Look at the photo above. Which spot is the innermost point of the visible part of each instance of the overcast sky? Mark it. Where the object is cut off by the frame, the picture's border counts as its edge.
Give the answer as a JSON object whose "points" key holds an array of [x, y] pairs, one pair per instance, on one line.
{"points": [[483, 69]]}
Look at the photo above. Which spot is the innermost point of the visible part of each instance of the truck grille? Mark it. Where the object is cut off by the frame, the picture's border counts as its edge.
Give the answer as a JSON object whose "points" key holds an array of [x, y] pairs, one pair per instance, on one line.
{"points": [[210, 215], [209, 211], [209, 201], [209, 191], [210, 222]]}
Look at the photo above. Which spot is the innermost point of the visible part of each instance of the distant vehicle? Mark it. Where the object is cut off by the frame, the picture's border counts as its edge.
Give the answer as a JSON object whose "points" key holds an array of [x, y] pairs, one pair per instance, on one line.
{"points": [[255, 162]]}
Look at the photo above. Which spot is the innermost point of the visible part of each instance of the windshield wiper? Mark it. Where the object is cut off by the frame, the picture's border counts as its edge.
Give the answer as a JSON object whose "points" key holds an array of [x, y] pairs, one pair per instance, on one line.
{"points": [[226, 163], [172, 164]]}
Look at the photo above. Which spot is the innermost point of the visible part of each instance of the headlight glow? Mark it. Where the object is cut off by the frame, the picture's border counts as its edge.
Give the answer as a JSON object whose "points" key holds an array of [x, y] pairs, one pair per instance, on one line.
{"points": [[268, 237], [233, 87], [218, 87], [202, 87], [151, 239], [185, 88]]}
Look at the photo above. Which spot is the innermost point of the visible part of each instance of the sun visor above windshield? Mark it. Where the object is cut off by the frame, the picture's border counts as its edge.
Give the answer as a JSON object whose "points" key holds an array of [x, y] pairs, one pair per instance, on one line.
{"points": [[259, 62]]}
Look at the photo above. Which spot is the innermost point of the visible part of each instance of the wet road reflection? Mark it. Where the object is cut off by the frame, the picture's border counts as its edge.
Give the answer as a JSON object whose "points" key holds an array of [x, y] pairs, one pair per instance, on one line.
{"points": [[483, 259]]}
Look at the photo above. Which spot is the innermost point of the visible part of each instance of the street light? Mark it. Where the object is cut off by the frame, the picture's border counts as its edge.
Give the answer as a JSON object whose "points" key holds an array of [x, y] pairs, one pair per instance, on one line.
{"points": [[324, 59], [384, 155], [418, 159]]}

___

Line count for "windshield": determine it from the data and answer with the number by itself.

Result of the task: 2